> **Document excerpt**
WASHINGTON May 26, 2006 (AP)— Time magazine must give I. Lewis "Scooter" Libby drafts of articles so the former White House aide can use them to defend himself against perjury and other charges in the CIA leak case, a federal judge ruled Friday.

U.S. District Judge Reggie B. Walton limited the scope of subpoenas that Libby's lawyers had aimed at Time, NBC News and The New York Times for e-mails, notes, drafts of articles and other information.

But in a 40-page ruling, Walton rejected the news organizations' argument that they have a broad right to refuse to provide such information in criminal cases.

Libby, 55, Vice President Dick Cheney's former chief of staff, is charged with perjury and obstruction of justice. He is accused of lying to the FBI and a federal grand jury about how he learned about CIA officer Valerie Plame and what he subsequently told reporters about her.

Walton said The New York Times might have to turn over drafts of articles and other information during Libby's trial if former Times reporter Judith Miller contradicts her previous statements about the case when she testifies as a government witness.

> **Records**
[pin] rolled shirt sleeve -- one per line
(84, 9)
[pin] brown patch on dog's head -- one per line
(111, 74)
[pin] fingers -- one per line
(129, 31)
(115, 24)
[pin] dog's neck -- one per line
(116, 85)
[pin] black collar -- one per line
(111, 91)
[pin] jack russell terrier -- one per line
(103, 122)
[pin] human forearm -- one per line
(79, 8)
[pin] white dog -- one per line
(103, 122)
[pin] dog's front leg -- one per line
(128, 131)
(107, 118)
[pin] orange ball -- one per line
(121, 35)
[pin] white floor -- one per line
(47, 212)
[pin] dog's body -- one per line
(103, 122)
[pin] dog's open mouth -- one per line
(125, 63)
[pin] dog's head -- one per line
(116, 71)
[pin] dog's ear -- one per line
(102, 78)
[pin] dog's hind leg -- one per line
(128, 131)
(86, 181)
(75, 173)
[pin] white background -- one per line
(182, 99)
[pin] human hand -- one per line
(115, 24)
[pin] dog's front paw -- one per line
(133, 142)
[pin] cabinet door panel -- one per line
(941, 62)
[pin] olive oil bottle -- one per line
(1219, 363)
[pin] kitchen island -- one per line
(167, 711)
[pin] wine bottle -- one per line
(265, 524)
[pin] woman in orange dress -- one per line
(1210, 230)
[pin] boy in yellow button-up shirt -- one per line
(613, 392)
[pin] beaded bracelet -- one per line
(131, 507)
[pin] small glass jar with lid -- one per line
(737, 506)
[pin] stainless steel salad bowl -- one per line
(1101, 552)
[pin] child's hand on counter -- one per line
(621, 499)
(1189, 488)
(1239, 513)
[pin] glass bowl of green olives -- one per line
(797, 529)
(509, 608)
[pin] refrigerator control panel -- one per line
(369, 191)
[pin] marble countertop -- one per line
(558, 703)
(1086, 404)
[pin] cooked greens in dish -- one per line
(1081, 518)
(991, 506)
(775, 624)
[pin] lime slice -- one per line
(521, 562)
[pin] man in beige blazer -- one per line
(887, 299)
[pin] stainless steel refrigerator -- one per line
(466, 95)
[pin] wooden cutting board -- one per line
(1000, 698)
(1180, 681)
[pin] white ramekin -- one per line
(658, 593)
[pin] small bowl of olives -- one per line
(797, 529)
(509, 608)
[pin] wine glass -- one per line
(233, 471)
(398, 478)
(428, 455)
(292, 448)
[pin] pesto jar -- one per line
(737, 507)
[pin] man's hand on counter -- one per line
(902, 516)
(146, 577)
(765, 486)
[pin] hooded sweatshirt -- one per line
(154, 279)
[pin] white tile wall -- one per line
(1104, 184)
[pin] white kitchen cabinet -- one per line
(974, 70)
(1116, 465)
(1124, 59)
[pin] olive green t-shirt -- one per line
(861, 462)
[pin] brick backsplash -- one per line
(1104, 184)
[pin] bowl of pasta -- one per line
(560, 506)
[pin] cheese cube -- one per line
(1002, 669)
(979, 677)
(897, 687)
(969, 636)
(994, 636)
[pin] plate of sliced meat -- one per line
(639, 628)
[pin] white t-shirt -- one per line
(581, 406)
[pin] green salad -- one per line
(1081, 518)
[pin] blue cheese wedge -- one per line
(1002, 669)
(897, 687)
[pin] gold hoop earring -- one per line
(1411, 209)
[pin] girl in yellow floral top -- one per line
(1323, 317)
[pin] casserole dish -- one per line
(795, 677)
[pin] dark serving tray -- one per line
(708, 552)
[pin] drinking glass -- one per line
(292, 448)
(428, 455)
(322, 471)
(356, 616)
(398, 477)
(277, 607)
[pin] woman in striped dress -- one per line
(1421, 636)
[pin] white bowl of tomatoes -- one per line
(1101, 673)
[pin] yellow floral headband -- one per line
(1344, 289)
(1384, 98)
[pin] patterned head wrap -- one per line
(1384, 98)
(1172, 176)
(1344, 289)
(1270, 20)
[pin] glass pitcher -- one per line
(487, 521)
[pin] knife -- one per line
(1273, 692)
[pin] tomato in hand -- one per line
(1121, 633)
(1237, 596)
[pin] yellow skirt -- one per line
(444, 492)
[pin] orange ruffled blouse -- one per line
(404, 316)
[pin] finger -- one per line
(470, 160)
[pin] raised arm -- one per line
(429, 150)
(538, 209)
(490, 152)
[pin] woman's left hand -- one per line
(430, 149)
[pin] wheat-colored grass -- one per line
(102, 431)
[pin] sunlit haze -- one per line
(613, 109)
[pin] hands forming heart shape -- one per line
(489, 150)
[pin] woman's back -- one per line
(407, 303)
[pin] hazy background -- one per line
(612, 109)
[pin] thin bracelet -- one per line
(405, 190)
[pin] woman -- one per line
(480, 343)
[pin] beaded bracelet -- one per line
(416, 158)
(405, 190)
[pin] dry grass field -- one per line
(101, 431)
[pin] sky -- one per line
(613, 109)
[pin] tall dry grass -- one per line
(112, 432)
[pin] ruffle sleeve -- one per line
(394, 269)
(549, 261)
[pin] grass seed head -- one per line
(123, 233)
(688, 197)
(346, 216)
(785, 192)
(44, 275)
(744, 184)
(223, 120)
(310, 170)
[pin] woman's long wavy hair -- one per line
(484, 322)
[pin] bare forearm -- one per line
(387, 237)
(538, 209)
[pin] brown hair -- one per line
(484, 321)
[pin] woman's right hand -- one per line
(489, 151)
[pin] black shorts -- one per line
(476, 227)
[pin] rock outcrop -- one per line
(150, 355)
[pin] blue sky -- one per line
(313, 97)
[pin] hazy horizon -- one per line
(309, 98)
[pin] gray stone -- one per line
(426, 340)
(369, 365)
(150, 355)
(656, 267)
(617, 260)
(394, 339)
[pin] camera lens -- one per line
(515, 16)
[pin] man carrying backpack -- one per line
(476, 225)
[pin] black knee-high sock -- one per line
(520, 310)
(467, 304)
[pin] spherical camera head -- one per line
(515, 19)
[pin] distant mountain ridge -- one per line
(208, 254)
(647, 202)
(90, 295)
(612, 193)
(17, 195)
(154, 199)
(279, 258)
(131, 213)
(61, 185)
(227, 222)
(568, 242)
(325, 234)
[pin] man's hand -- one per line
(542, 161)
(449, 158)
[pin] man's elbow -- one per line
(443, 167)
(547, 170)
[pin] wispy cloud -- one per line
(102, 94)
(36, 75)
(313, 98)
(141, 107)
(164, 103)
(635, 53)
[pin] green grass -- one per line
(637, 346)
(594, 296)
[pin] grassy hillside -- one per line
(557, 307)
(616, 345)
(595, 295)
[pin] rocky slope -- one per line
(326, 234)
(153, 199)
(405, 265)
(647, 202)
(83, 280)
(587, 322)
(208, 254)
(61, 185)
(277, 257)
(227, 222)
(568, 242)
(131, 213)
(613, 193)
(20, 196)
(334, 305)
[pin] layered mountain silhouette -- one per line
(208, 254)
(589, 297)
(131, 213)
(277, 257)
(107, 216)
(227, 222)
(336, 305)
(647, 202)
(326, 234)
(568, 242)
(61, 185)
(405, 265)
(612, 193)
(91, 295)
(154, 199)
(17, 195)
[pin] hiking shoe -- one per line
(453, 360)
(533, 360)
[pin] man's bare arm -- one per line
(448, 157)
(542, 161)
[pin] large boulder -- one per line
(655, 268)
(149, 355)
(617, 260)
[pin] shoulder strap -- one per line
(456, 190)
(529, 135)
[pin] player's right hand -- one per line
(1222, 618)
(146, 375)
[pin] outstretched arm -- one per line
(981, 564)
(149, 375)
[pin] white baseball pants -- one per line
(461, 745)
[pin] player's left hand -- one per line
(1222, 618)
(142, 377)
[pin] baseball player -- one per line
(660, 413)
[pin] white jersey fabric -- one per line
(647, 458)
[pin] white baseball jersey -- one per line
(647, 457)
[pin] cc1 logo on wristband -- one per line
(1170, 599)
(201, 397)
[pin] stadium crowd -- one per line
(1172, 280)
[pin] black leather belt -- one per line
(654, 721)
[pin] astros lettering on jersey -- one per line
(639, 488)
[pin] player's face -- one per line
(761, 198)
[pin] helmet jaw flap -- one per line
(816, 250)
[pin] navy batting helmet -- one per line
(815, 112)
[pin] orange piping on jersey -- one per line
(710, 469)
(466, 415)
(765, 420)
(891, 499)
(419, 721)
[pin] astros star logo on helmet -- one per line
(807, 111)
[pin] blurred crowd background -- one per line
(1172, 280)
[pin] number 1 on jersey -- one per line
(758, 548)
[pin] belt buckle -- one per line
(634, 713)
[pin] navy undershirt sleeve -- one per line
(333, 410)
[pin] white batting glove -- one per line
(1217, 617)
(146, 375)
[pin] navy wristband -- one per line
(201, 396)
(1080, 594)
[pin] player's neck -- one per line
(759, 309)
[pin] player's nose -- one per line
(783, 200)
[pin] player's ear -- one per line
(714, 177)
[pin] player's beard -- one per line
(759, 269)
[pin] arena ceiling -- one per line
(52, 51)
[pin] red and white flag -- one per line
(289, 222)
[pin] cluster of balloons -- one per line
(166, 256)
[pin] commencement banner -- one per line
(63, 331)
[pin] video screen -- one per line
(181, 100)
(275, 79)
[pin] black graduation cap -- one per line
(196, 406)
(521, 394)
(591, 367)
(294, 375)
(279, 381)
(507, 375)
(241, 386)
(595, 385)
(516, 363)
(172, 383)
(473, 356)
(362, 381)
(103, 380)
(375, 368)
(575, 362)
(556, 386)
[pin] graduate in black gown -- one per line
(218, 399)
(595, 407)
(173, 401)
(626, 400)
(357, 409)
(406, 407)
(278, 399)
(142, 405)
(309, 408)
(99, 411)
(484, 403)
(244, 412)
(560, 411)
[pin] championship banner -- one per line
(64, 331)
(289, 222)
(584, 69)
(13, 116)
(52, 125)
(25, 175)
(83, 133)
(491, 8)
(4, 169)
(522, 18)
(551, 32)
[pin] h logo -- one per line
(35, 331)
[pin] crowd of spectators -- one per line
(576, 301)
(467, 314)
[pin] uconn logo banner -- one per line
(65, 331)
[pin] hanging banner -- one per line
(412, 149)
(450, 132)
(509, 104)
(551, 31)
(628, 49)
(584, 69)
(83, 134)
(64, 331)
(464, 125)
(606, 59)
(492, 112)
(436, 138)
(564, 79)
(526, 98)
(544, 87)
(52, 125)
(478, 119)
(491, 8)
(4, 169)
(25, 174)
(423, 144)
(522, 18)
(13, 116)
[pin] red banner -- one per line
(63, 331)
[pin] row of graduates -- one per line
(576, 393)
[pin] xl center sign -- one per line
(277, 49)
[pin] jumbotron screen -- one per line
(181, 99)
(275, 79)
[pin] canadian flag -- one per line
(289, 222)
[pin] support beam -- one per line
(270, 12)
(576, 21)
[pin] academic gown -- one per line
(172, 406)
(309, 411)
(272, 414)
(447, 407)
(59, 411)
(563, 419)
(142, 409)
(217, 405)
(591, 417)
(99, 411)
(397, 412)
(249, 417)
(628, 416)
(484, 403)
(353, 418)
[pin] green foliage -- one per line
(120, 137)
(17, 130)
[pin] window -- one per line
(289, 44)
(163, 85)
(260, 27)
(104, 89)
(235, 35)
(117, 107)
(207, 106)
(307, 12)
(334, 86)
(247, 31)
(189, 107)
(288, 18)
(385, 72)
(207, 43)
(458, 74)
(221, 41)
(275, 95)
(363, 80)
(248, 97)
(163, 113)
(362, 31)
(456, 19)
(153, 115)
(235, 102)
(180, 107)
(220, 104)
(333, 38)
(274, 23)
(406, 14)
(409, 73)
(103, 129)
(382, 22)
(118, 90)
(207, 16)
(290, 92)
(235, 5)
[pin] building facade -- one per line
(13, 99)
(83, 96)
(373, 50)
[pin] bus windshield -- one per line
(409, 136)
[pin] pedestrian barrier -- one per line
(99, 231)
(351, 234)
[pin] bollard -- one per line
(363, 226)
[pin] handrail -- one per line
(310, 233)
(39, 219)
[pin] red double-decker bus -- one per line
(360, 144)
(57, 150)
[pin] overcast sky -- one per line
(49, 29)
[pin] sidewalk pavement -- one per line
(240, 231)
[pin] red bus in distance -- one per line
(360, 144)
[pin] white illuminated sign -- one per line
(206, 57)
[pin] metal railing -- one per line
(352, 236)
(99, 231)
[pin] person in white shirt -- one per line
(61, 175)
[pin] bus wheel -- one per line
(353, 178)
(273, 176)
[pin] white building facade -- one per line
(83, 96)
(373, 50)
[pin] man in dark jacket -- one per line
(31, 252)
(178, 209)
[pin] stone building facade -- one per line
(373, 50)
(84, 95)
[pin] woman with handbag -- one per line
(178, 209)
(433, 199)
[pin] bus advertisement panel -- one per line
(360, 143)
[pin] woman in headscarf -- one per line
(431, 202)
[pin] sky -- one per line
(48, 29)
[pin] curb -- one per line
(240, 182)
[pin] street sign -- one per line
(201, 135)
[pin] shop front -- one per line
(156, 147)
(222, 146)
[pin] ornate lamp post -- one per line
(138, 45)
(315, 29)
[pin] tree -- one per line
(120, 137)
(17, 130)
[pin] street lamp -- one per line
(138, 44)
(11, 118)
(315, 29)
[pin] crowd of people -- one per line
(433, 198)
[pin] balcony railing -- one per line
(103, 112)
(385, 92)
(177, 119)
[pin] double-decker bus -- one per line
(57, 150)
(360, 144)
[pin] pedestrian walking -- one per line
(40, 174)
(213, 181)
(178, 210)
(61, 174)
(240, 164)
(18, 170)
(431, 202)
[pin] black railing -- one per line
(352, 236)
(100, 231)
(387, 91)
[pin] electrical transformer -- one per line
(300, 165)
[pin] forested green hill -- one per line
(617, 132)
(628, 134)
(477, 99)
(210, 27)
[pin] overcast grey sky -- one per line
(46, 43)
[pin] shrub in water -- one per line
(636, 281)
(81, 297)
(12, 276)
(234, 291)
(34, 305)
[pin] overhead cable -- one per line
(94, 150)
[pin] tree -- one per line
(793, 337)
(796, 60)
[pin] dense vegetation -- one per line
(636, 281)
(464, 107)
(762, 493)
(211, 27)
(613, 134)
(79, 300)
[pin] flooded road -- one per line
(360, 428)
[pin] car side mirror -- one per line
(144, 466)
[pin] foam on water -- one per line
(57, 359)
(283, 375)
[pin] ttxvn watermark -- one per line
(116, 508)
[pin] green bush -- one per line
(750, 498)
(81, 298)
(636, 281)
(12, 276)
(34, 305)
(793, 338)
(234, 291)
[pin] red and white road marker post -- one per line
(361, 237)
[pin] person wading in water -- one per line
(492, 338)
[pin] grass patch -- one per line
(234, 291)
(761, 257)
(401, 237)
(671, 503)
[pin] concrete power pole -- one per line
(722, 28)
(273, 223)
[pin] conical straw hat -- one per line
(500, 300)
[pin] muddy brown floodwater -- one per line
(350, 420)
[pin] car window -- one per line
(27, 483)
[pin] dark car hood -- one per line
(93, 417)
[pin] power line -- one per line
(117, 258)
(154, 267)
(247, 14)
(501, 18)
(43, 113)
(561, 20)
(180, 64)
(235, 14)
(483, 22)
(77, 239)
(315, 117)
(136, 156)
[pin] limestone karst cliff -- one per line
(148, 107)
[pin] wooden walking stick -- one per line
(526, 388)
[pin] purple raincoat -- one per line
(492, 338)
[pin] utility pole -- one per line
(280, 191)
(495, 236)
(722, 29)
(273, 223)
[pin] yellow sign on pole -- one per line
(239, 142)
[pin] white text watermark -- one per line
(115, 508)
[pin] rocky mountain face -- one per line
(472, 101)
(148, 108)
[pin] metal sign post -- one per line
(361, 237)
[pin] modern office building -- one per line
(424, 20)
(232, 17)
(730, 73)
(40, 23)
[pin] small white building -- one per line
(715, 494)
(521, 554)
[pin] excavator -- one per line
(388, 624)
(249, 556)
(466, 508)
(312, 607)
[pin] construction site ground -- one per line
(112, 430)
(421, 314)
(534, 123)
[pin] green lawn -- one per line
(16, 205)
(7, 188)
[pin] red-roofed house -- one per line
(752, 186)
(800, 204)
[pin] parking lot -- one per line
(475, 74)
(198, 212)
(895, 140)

> **Description of the task**
Return the passage of the Libby ruling article starting with "U.S. District Judge" and going on through "in criminal cases.", copied word for word.

> **Written solution**
U.S. District Judge Reggie B. Walton limited the scope of subpoenas that Libby's lawyers had aimed at Time, NBC News and The New York Times for e-mails, notes, drafts of articles and other information.

But in a 40-page ruling, Walton rejected the news organizations' argument that they have a broad right to refuse to provide such information in criminal cases.